Brief: Each line that follows is to be retyped exactly.

........

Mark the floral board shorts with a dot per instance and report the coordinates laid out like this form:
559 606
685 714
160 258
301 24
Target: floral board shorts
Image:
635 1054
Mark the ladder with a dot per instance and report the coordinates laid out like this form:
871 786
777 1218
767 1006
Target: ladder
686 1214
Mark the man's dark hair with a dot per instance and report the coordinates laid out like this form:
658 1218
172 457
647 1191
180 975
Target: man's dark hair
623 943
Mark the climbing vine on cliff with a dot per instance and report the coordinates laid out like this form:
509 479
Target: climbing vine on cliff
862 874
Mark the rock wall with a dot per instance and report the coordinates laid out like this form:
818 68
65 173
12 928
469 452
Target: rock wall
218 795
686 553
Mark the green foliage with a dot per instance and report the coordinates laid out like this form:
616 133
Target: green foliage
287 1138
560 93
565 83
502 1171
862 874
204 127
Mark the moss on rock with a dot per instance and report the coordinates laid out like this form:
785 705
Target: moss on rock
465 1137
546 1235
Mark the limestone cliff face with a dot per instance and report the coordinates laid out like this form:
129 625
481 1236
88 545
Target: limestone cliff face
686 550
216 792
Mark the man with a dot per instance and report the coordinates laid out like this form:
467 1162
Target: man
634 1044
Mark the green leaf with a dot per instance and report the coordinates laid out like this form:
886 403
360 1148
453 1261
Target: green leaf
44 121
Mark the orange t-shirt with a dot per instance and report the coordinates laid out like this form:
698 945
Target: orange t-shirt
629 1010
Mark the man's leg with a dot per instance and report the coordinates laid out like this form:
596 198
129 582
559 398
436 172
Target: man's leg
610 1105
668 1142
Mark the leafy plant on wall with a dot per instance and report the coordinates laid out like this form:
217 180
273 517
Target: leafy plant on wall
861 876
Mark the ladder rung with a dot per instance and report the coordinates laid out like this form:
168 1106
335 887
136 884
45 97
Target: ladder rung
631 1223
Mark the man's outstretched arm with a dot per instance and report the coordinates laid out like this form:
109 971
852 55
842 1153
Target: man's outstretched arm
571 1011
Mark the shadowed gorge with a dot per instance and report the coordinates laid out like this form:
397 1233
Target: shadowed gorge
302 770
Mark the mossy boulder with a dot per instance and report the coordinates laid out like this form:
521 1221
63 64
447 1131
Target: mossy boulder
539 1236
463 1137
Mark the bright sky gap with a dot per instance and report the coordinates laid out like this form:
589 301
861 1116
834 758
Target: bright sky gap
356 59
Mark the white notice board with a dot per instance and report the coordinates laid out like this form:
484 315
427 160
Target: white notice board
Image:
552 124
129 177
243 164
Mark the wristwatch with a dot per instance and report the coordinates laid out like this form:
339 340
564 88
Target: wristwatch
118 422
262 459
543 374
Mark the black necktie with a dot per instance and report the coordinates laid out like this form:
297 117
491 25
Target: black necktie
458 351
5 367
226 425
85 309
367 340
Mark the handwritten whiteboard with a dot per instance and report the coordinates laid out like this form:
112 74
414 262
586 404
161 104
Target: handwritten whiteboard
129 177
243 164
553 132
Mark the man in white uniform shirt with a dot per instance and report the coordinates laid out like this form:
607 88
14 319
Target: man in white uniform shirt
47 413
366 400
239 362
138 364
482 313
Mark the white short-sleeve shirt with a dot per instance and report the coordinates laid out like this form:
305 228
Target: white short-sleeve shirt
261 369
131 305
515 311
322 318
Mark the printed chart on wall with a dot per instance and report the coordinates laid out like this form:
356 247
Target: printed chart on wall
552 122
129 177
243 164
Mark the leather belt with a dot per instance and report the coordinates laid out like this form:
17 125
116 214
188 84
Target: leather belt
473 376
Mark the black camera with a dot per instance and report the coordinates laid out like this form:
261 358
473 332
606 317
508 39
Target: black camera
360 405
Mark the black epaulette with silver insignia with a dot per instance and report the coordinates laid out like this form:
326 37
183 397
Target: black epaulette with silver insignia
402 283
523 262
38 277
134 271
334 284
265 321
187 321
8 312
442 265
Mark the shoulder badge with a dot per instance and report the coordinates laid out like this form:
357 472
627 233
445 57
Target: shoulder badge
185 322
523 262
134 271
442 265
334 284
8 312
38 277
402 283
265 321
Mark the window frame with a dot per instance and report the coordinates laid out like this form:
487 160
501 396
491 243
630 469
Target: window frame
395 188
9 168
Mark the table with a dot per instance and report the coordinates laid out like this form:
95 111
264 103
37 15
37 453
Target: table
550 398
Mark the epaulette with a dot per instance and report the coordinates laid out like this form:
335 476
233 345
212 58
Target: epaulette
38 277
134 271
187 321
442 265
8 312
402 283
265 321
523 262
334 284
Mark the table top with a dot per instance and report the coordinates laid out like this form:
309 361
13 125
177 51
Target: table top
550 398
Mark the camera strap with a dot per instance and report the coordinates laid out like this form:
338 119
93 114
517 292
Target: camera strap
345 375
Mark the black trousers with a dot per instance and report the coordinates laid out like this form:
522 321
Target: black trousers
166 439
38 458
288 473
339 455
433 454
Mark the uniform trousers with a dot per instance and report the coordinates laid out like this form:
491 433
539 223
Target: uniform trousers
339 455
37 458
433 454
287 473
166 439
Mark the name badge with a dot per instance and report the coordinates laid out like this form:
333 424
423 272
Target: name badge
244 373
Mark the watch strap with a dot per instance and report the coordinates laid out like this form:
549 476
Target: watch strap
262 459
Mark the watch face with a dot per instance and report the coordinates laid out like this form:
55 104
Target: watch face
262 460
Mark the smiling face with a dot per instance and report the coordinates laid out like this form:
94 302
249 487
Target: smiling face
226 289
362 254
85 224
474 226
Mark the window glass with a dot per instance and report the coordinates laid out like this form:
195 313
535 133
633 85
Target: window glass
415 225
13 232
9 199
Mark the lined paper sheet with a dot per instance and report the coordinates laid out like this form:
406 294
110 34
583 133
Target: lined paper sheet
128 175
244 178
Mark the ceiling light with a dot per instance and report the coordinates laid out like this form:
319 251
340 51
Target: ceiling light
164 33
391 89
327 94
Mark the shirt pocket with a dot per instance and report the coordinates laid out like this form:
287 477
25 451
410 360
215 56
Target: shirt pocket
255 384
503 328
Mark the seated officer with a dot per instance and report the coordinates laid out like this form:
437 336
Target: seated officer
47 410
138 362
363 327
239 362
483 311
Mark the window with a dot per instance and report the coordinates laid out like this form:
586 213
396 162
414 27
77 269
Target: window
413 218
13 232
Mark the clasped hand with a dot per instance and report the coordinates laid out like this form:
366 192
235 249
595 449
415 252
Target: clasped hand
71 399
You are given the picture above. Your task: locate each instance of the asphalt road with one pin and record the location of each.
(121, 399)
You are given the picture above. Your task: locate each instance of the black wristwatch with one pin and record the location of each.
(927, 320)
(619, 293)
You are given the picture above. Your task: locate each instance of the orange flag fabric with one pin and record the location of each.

........

Task response:
Mark the floral board shorts with a dot per instance and report the coordinates laid out like this form:
559 606
685 714
160 258
301 24
Target: floral board shorts
Image:
635 1054
Mark the ladder with a dot per instance and report the coordinates laid out like this form:
871 786
777 1218
767 1006
Target: ladder
686 1214
Mark the man's dark hair with a dot per instance and report the coordinates laid out like this form:
658 1218
172 457
647 1191
180 975
Target: man's dark hair
623 943
Mark the climbing vine on cliff with a dot per instance and report the coordinates laid out like this form:
509 479
Target: climbing vine on cliff
862 874
Mark the rock wall with a dot per instance and report the coordinates laid out like this form:
818 68
65 173
12 928
469 452
Target: rock wall
218 795
686 553
Mark the green foliage with a dot per instance and report the coordinates laid out like this form:
616 133
Target: green foliage
287 1138
560 93
565 83
502 1171
862 874
204 127
Mark the moss on rock with a dot per instance and report the coordinates laid out like this form:
785 705
Target: moss on rock
465 1137
546 1235
Mark the limestone cliff face with a dot per instance and report the coordinates laid out like this form:
129 625
481 1236
88 545
Target: limestone cliff face
686 550
216 792
Mark the man with a dot per instance and report the coordinates laid out like this form:
467 1162
Target: man
634 1044
Mark the green leaf with a dot per instance and report the coordinates laid out like this form:
886 403
360 1148
453 1261
Target: green leaf
44 121
Mark the orange t-shirt with a dot per instance and report the coordinates laid out like this form:
698 945
Target: orange t-shirt
629 1010
Mark the man's leg with a dot per instance and report the coordinates laid out like this form:
596 198
129 582
559 398
436 172
Target: man's leg
610 1105
668 1142
Mark the leafy plant on wall with a dot per instance and report the coordinates laid out like this form:
217 180
273 517
Target: leafy plant on wall
861 876
Mark the ladder rung with a dot per instance and report the coordinates laid out like this form:
168 1106
335 887
136 884
45 97
Target: ladder rung
631 1223
Mark the man's outstretched arm with a dot per instance and report the coordinates laid out like this form:
109 971
852 55
842 1153
Target: man's outstretched arm
571 1011
Mark the shadowed gorge with a dot per instance and report the coordinates laid out like this form:
397 1233
Target: shadowed gorge
302 770
Mark the mossy boulder with a dot per instance and report the coordinates laid out like this form:
521 1221
63 64
447 1131
Target: mossy boulder
539 1236
463 1137
Mark the bright sky gap with a dot per instance and report the coordinates laid out like this form:
589 301
861 1116
834 758
Target: bright sky gap
356 59
Mark the white notice board with a dot per instance and report the coordinates laid out like this form:
484 315
427 160
Target: white notice board
Image:
552 124
129 177
243 164
Mark the wristwatch with a dot per instance and report the coordinates laid out like this form:
339 340
564 88
Target: wristwatch
118 422
262 459
543 374
Mark the black necktie with a dot per instance and report the coordinates laid out like this form:
297 117
491 25
Target: black necktie
458 351
5 367
226 425
85 309
367 340
Mark the handwritten whiteboard with a dot per instance and report the coordinates laid out like this form:
112 74
414 262
586 404
161 104
Target: handwritten whiteboard
129 177
243 164
553 132
Mark the man in white uniform shirt with a dot per instance and report the coordinates laid out like this form:
607 88
14 319
Target: man in white uniform shirt
47 413
366 400
239 362
138 364
482 313
Mark the white short-sleeve shirt with a dot per instance and report the coordinates laid out like this form:
305 228
Target: white short-sleeve shirt
261 369
131 305
515 311
322 318
Mark the printed chart on wall with a dot per instance and report the coordinates laid out like this form:
356 247
Target: printed chart on wall
552 122
129 177
243 164
Mark the leather belt with a dot per instance and report the coordinates laid out like this form:
17 125
116 214
188 84
Target: leather belt
473 376
Mark the black camera with a dot per instance and report the coordinates laid out like this form:
261 358
473 332
606 317
508 39
Target: black camera
360 405
Mark the black epaulette with silver insignia with a dot per instance and report the coordinates laid out like this form:
326 37
183 397
Target: black epaulette with silver insignia
402 283
523 262
38 277
134 271
334 284
265 321
187 321
8 312
442 265
Mark the shoulder badge with a dot per instance and report the coordinates laid out like this form:
357 472
627 233
445 57
Target: shoulder badge
185 322
523 262
134 271
442 265
334 284
8 312
38 277
402 283
265 321
Mark the window frame with a dot per instance and report the coordinates laid out like this form:
487 160
501 396
491 243
630 469
Target: window frame
395 188
9 168
Mark the table with a dot per instance and report the coordinates laid out like this form:
95 111
264 103
37 15
37 453
Target: table
550 398
Mark the epaulette with a dot per instance and report the coordinates laid out like this form:
335 476
233 345
212 58
Target: epaulette
38 277
134 271
187 321
442 265
8 312
402 283
265 321
523 262
334 284
Mark the table top with a dot per instance and report the coordinates laid out like this form:
309 361
13 125
177 51
Target: table top
550 398
Mark the camera strap with a dot per instance and report the coordinates laid out like this form:
338 119
93 114
517 292
Target: camera strap
345 375
Mark the black trousers with a dot per instance and report the coordinates laid out like this form:
522 321
Target: black trousers
166 439
38 458
288 473
339 455
433 454
Mark the uniform trousers with a dot per instance and report the coordinates laid out like this form:
491 433
539 223
Target: uniform trousers
339 455
37 458
433 454
287 473
166 439
Mark the name badge with a dot per instance and report the coordinates laid out like this form:
333 424
423 272
Target: name badge
244 373
Mark the watch strap with a dot per instance and report the coordinates laid out like this form:
549 476
Target: watch strap
262 459
Mark the watch face with a dot per instance and report the coordinates laid out like this form:
55 104
Target: watch face
262 460
Mark the smiling face with a dot per instance and report the coordinates laid out like this form:
94 302
249 487
Target: smiling face
226 289
362 254
85 224
474 226
Mark the window glass with a dot per instance and report the coordinates laid out like this form:
195 313
535 133
633 85
Target: window glass
415 225
13 232
9 199
Mark the lined paper sheet with a dot per instance and report the coordinates laid out like this form:
406 294
110 34
583 133
Target: lined paper sheet
128 175
244 178
Mark the ceiling light with a dot per instance and report the coordinates laid out like this form:
319 251
340 51
Target: ceiling light
164 33
391 89
327 94
Mark the shirt pocket with a dot per instance and report the coordinates laid out like this form:
287 477
25 451
410 360
215 56
Target: shirt pocket
255 384
503 328
Mark the seated officer with a dot per instance and report the coordinates laid out like this form:
437 336
Target: seated officer
47 410
138 362
363 327
239 362
483 311
Mark the window with a dot per instance and report the coordinates laid out like this form:
586 213
396 162
414 27
77 269
Target: window
413 218
13 232
Mark the clasped hand with a dot per instance and report the coordinates laid out like this form:
366 192
235 249
595 449
415 252
Target: clasped hand
71 399
You are given the picture above. Your task: locate each instance of the asphalt road with one pin and record the location of each.
(121, 399)
You are given the picture above. Your task: locate each instance of the black wristwatch with one pin and record the location of each.
(927, 320)
(619, 293)
You are given the picture above. Your task: locate each instance of the orange flag fabric with one pin and record the location of each.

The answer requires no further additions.